| Goal |
Report every line in the entries below that contains the string "trousers", treating uppercase and lowercase letters as different.

____

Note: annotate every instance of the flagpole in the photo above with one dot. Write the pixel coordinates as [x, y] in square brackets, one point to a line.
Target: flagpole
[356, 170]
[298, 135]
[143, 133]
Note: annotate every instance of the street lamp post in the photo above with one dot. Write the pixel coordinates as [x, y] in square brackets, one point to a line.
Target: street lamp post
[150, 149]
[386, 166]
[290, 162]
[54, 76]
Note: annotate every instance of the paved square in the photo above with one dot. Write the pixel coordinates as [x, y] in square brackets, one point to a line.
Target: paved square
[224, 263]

____

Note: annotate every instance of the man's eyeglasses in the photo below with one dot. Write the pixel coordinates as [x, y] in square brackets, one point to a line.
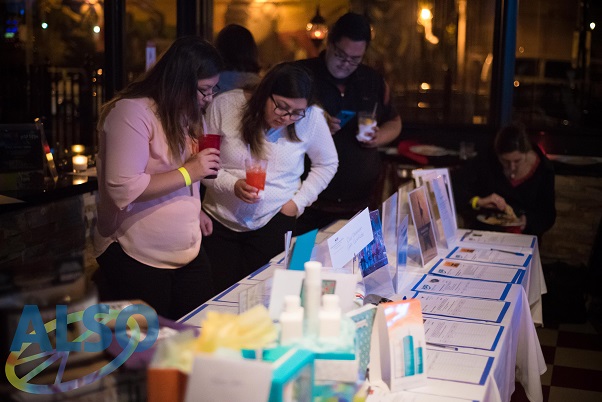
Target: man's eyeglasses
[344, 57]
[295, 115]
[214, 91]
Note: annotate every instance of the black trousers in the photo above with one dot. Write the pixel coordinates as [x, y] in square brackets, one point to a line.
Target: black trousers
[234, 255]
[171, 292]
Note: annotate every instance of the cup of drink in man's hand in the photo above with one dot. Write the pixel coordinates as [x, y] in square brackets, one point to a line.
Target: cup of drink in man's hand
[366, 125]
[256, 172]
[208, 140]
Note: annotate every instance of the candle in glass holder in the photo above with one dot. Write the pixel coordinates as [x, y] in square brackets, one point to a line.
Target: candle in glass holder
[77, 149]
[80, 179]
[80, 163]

____

| Worked solution |
Note: annotate every instance of the black trousers in the photo above with one dot. Write the pixel coordinates as [x, y] in square brackets, one point to a line.
Target: black trousers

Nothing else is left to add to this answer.